→ What the task requires: Go through the records underneath and count the lines that include the string "audi". Give nothing but the number.

[Record extracts Boundary: Start]

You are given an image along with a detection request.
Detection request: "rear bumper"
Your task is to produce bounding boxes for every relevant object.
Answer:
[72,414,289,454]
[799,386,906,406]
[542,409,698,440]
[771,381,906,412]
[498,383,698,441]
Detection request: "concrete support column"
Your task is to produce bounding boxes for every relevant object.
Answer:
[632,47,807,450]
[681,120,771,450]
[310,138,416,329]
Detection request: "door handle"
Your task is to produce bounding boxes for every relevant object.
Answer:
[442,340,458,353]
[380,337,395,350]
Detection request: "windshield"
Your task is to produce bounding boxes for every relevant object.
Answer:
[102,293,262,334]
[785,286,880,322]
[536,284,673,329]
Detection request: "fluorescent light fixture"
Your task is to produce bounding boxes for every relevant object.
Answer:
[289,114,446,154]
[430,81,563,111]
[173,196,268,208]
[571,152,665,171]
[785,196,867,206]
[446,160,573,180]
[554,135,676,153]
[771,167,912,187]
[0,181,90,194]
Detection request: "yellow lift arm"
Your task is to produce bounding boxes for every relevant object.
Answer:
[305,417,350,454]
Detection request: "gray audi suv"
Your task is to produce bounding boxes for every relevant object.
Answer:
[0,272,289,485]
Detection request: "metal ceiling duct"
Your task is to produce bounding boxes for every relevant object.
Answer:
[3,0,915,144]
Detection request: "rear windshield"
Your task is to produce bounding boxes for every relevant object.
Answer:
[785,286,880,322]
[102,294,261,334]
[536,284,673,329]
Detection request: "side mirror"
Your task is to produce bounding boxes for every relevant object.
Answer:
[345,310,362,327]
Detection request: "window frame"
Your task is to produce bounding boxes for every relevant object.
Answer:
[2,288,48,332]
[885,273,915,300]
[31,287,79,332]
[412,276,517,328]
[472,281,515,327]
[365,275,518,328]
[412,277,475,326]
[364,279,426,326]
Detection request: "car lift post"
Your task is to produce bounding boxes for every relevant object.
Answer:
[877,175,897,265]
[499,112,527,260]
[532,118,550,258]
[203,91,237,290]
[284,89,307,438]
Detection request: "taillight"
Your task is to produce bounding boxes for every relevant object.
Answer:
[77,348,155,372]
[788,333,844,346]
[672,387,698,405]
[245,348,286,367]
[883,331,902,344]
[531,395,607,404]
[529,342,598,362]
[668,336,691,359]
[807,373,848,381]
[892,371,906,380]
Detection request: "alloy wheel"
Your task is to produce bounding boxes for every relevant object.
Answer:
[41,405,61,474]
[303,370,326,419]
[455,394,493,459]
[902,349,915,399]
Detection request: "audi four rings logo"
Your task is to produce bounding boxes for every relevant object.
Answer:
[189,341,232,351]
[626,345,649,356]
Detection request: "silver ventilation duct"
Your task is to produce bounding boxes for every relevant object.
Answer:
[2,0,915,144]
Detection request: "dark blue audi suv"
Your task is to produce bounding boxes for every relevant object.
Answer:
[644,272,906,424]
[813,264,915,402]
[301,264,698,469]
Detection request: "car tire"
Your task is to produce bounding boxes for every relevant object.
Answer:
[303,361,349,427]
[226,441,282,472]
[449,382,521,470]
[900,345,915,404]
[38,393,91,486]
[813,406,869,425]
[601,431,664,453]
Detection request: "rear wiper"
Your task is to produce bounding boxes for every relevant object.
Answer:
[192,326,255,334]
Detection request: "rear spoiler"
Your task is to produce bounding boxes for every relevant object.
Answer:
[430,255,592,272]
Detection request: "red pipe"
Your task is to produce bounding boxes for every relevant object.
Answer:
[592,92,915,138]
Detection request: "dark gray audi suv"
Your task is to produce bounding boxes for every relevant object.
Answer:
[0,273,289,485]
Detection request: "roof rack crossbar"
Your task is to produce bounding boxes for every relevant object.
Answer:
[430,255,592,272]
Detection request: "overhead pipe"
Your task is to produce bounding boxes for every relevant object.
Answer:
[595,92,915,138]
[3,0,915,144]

[Record extracts Boundary: End]

→ Result for this exercise: 4